### TASK TO CARRY OUT
Skip all lines in the entries below that come before the one containing "Annotate the gray". Repeat that line and the rest exactly.

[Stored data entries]
========
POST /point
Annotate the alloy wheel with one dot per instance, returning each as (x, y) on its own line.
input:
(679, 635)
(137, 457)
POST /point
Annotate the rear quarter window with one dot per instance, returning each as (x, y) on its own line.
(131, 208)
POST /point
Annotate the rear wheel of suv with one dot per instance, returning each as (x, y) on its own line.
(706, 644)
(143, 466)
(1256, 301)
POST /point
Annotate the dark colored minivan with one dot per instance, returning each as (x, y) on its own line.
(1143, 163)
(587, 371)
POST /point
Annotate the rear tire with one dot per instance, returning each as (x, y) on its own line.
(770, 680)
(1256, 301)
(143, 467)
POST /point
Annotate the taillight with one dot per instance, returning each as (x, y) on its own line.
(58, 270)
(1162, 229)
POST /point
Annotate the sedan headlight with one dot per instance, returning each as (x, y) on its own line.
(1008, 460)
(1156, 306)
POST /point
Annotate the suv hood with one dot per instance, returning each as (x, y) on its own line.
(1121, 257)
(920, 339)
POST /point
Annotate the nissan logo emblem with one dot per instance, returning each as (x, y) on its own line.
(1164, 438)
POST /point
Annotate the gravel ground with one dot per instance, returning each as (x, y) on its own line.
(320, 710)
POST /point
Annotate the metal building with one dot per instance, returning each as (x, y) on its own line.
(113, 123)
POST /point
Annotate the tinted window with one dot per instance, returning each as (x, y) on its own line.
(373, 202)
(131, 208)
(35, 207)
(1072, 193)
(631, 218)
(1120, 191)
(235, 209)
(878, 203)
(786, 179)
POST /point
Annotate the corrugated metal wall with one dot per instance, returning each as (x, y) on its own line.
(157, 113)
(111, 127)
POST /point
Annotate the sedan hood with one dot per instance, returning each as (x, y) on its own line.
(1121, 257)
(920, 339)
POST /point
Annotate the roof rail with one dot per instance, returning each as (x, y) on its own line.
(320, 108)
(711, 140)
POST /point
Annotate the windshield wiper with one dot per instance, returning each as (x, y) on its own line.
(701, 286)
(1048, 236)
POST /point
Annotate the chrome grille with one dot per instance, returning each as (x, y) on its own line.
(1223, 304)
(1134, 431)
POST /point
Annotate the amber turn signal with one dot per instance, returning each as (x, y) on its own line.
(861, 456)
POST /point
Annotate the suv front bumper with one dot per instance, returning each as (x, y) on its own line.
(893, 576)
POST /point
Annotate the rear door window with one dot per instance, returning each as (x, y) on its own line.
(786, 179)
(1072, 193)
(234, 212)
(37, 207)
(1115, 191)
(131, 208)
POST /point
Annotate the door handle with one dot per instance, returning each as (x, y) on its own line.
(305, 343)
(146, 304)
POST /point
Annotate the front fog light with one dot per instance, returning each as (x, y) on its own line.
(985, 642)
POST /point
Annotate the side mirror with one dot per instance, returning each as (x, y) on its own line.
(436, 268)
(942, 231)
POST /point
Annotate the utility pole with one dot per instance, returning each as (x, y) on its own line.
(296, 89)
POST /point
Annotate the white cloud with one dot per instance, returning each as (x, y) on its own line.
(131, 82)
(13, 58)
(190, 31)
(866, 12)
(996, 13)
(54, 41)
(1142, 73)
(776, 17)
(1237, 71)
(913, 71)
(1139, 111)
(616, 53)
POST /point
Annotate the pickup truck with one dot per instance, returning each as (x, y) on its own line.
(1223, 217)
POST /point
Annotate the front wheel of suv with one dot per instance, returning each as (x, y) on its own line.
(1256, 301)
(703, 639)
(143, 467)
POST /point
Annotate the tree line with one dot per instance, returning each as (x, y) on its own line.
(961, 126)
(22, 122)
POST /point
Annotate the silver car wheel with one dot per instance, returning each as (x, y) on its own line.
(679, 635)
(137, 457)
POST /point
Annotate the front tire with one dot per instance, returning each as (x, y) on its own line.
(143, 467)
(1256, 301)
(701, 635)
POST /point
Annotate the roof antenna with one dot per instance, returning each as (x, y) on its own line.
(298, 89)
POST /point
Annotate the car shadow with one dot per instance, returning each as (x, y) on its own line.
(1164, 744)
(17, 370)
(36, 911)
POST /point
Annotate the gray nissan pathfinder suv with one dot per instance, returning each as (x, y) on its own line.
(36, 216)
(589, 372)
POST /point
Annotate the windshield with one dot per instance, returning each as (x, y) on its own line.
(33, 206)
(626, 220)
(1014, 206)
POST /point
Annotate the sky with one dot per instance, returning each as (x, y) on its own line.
========
### OUTPUT FOR THIS EXERCISE
Annotate the gray nissan pathfinder suv with one dot per instance, returning each as (x, y) on its own line.
(36, 216)
(589, 372)
POST /point
Annotate the windshield with one dot per instance, returning each as (x, y) on its own line.
(33, 206)
(626, 220)
(1014, 206)
POST /point
Annotate the sky with one dot per instance, returning each as (x, y) on its own line.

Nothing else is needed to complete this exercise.